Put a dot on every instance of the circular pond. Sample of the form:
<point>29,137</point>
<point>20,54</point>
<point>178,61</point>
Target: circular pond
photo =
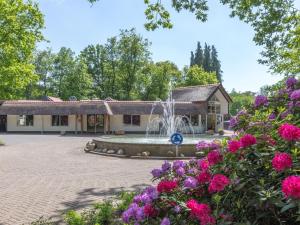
<point>139,145</point>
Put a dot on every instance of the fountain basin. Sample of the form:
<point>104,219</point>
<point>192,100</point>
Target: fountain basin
<point>156,146</point>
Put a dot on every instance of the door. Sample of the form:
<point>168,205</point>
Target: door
<point>95,123</point>
<point>3,122</point>
<point>211,122</point>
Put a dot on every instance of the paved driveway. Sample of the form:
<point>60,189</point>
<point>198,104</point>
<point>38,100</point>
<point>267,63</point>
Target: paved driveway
<point>45,175</point>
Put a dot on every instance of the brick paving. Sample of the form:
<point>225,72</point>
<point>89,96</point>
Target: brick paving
<point>45,175</point>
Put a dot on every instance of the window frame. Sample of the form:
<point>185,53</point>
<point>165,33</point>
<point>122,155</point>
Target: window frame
<point>132,120</point>
<point>59,121</point>
<point>26,120</point>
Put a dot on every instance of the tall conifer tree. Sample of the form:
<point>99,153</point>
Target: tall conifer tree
<point>215,63</point>
<point>207,58</point>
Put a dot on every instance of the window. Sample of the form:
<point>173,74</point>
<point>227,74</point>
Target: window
<point>195,120</point>
<point>214,107</point>
<point>132,120</point>
<point>25,120</point>
<point>58,120</point>
<point>136,120</point>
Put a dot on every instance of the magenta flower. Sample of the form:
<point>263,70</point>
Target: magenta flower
<point>234,146</point>
<point>247,140</point>
<point>190,182</point>
<point>260,100</point>
<point>204,177</point>
<point>291,81</point>
<point>214,157</point>
<point>203,164</point>
<point>291,187</point>
<point>218,183</point>
<point>282,161</point>
<point>165,221</point>
<point>289,132</point>
<point>295,95</point>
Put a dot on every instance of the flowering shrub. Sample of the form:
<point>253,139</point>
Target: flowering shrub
<point>250,178</point>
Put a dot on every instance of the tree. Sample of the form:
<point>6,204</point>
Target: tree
<point>78,83</point>
<point>215,63</point>
<point>20,29</point>
<point>134,53</point>
<point>207,59</point>
<point>240,100</point>
<point>43,62</point>
<point>156,78</point>
<point>196,75</point>
<point>64,64</point>
<point>199,58</point>
<point>276,25</point>
<point>95,57</point>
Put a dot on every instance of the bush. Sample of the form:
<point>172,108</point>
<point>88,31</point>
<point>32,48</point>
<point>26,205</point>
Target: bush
<point>221,132</point>
<point>250,178</point>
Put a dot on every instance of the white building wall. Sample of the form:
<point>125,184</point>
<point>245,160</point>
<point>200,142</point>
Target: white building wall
<point>116,123</point>
<point>224,103</point>
<point>41,123</point>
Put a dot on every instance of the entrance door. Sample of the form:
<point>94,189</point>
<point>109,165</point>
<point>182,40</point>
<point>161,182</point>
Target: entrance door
<point>3,122</point>
<point>211,122</point>
<point>95,123</point>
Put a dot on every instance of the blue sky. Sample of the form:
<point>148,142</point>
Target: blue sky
<point>76,24</point>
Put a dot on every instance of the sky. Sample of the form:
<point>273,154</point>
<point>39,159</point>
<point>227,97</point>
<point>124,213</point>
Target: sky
<point>76,24</point>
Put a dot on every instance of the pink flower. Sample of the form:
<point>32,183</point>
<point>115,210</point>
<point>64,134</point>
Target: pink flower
<point>289,132</point>
<point>201,211</point>
<point>203,177</point>
<point>234,146</point>
<point>247,140</point>
<point>291,187</point>
<point>166,186</point>
<point>218,183</point>
<point>150,211</point>
<point>203,164</point>
<point>282,161</point>
<point>214,157</point>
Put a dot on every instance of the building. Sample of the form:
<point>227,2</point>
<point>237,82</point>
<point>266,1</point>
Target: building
<point>205,106</point>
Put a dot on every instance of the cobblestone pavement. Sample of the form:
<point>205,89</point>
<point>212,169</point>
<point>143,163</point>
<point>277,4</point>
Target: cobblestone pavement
<point>45,175</point>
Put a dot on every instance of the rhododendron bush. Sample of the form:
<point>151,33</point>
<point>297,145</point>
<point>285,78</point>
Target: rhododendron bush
<point>252,177</point>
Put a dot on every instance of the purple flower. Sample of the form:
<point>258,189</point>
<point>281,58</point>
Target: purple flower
<point>284,114</point>
<point>190,182</point>
<point>180,171</point>
<point>272,116</point>
<point>260,100</point>
<point>165,221</point>
<point>177,209</point>
<point>291,81</point>
<point>156,173</point>
<point>166,166</point>
<point>295,95</point>
<point>133,212</point>
<point>177,164</point>
<point>233,122</point>
<point>152,192</point>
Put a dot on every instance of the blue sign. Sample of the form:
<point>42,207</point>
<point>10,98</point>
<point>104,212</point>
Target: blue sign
<point>176,139</point>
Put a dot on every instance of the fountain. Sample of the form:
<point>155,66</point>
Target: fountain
<point>156,142</point>
<point>168,123</point>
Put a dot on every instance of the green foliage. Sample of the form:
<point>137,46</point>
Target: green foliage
<point>275,23</point>
<point>20,29</point>
<point>154,80</point>
<point>241,100</point>
<point>207,59</point>
<point>104,213</point>
<point>239,180</point>
<point>196,75</point>
<point>125,199</point>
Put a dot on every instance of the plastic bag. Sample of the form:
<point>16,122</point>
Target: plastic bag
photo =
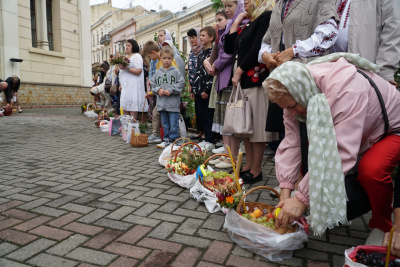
<point>203,195</point>
<point>182,126</point>
<point>261,240</point>
<point>166,155</point>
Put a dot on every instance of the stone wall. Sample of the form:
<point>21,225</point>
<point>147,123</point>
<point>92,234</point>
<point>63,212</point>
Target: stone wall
<point>45,95</point>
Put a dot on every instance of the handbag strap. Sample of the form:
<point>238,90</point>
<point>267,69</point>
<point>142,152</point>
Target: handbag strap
<point>303,127</point>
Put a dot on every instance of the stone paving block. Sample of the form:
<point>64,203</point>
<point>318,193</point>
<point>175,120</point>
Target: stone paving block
<point>103,239</point>
<point>125,262</point>
<point>141,220</point>
<point>187,258</point>
<point>127,250</point>
<point>10,204</point>
<point>190,226</point>
<point>217,252</point>
<point>65,219</point>
<point>51,233</point>
<point>60,201</point>
<point>146,209</point>
<point>160,245</point>
<point>167,217</point>
<point>32,249</point>
<point>17,237</point>
<point>214,222</point>
<point>66,246</point>
<point>34,204</point>
<point>19,214</point>
<point>208,264</point>
<point>190,213</point>
<point>164,230</point>
<point>9,263</point>
<point>6,248</point>
<point>217,235</point>
<point>113,224</point>
<point>103,205</point>
<point>96,257</point>
<point>46,260</point>
<point>157,258</point>
<point>84,229</point>
<point>28,225</point>
<point>120,213</point>
<point>239,262</point>
<point>135,234</point>
<point>9,222</point>
<point>22,197</point>
<point>77,208</point>
<point>49,211</point>
<point>93,216</point>
<point>190,240</point>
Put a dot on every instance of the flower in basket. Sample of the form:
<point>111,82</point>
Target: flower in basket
<point>120,59</point>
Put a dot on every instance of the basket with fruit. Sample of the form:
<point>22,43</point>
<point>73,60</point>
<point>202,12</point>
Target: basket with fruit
<point>182,167</point>
<point>261,213</point>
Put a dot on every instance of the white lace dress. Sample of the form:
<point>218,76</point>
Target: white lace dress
<point>133,91</point>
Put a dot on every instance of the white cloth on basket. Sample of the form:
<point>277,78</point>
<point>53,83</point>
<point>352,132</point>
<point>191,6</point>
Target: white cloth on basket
<point>133,91</point>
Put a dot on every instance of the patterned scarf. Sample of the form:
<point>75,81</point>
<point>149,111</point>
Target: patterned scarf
<point>327,191</point>
<point>197,48</point>
<point>257,7</point>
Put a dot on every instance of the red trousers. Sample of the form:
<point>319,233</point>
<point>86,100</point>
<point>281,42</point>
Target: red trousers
<point>374,171</point>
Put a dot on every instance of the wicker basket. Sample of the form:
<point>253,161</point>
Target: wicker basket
<point>211,188</point>
<point>252,205</point>
<point>140,140</point>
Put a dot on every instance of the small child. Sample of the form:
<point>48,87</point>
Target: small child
<point>168,84</point>
<point>202,86</point>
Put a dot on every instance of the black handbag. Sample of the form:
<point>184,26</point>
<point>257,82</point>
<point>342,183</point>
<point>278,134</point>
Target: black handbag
<point>357,200</point>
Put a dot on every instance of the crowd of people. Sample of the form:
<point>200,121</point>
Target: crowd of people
<point>308,71</point>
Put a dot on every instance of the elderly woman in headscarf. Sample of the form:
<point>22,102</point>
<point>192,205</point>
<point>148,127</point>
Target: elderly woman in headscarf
<point>344,120</point>
<point>244,42</point>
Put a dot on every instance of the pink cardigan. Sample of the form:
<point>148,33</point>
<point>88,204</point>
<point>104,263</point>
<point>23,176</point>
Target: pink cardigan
<point>357,117</point>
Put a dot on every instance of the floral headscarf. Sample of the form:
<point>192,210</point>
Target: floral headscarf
<point>257,7</point>
<point>327,192</point>
<point>197,48</point>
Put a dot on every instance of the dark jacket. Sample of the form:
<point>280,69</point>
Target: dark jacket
<point>203,81</point>
<point>245,47</point>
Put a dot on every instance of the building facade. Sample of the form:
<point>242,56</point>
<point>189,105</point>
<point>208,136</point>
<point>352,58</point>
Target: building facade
<point>52,37</point>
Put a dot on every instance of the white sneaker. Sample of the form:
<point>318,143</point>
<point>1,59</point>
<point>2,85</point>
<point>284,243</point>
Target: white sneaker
<point>375,238</point>
<point>163,144</point>
<point>219,143</point>
<point>218,160</point>
<point>223,165</point>
<point>154,139</point>
<point>219,150</point>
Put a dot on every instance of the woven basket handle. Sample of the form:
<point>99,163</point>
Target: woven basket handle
<point>218,155</point>
<point>252,190</point>
<point>186,144</point>
<point>182,138</point>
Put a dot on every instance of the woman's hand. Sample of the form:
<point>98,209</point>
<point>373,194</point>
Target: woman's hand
<point>269,60</point>
<point>237,76</point>
<point>291,210</point>
<point>284,56</point>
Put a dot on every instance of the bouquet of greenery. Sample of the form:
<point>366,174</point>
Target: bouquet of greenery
<point>120,59</point>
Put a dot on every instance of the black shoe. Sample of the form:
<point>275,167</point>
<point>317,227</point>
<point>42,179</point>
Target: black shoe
<point>248,178</point>
<point>242,173</point>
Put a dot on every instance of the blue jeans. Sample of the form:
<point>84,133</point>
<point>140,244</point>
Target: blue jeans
<point>170,123</point>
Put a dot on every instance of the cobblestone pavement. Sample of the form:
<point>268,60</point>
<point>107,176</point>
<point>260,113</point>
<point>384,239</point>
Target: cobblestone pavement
<point>73,196</point>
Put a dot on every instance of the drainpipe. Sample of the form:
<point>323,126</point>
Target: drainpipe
<point>201,18</point>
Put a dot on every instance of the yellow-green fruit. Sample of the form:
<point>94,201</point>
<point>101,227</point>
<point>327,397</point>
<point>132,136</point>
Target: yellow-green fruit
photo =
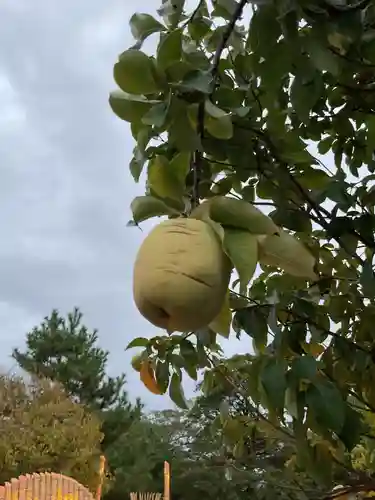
<point>181,275</point>
<point>137,362</point>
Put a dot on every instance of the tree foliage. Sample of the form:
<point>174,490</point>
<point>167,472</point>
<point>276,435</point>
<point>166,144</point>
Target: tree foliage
<point>277,111</point>
<point>64,350</point>
<point>42,429</point>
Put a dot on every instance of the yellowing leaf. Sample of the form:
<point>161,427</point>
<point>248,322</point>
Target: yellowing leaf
<point>134,73</point>
<point>147,376</point>
<point>221,324</point>
<point>242,249</point>
<point>287,253</point>
<point>163,180</point>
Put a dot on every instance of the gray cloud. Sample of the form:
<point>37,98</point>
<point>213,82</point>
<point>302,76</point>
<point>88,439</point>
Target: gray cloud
<point>65,189</point>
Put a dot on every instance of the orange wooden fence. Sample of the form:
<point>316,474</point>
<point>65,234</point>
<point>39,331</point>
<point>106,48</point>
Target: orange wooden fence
<point>44,486</point>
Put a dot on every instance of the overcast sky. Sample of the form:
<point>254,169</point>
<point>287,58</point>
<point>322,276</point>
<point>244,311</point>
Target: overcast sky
<point>65,189</point>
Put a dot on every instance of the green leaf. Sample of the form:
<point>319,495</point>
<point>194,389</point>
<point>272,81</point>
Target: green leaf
<point>144,25</point>
<point>304,96</point>
<point>322,58</point>
<point>350,434</point>
<point>130,108</point>
<point>182,135</point>
<point>303,368</point>
<point>134,73</point>
<point>217,122</point>
<point>157,115</point>
<point>325,145</point>
<point>163,179</point>
<point>169,49</point>
<point>253,321</point>
<point>138,342</point>
<point>188,351</point>
<point>287,253</point>
<point>197,80</point>
<point>273,379</point>
<point>237,214</point>
<point>176,392</point>
<point>264,30</point>
<point>328,407</point>
<point>221,324</point>
<point>314,178</point>
<point>242,249</point>
<point>162,375</point>
<point>368,281</point>
<point>180,166</point>
<point>145,207</point>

════════

* Task instructions: Copy the data word for word from the line containing "Put a dot on every instance of the woman's" through the line containing "<point>44,486</point>", with both of those lines included. Leave out the pictures.

* Exercise solution:
Put a dot on every instance of the woman's hand. Sample of the form:
<point>98,209</point>
<point>373,194</point>
Target: woman's hand
<point>269,60</point>
<point>237,76</point>
<point>291,210</point>
<point>284,56</point>
Put a dot on every instance of the bouquet of greenery. Sample of the form:
<point>366,174</point>
Target: bouquet of greenery
<point>120,59</point>
Put a dot on every instance of the black shoe. Sample of the form:
<point>275,167</point>
<point>317,227</point>
<point>42,179</point>
Target: black shoe
<point>248,178</point>
<point>242,173</point>
Put a dot on every instance of the blue jeans. Sample of the form:
<point>84,133</point>
<point>140,244</point>
Target: blue jeans
<point>170,123</point>
Put a dot on every instance of the cobblestone pavement. Sample of the form:
<point>268,60</point>
<point>107,176</point>
<point>260,113</point>
<point>384,239</point>
Target: cobblestone pavement
<point>73,196</point>
Put a dot on every instance of the drainpipe. Sample of the form:
<point>323,126</point>
Target: drainpipe
<point>201,18</point>
Put a dot on every instance of the yellow-green fruit. Sample of the form:
<point>94,201</point>
<point>101,227</point>
<point>327,397</point>
<point>132,136</point>
Target: yellow-green fruit
photo =
<point>181,275</point>
<point>137,362</point>
Put a dot on every instance of the tree foliage. Sample of the form:
<point>174,490</point>
<point>167,472</point>
<point>276,435</point>
<point>166,144</point>
Target: tree foliage
<point>277,111</point>
<point>64,350</point>
<point>42,429</point>
Put a dot on every instance of the yellowing leaf. Sample of the form:
<point>161,427</point>
<point>248,322</point>
Target: yellowing leaf
<point>134,73</point>
<point>147,376</point>
<point>221,324</point>
<point>242,249</point>
<point>287,253</point>
<point>163,180</point>
Put a dot on every instance of the gray cloud. Sample of the form:
<point>37,98</point>
<point>213,82</point>
<point>302,76</point>
<point>88,439</point>
Target: gray cloud
<point>65,189</point>
Put a dot on every instance of the orange wooden fence. Sample of the form:
<point>316,474</point>
<point>65,234</point>
<point>39,331</point>
<point>106,48</point>
Target: orange wooden fence
<point>44,486</point>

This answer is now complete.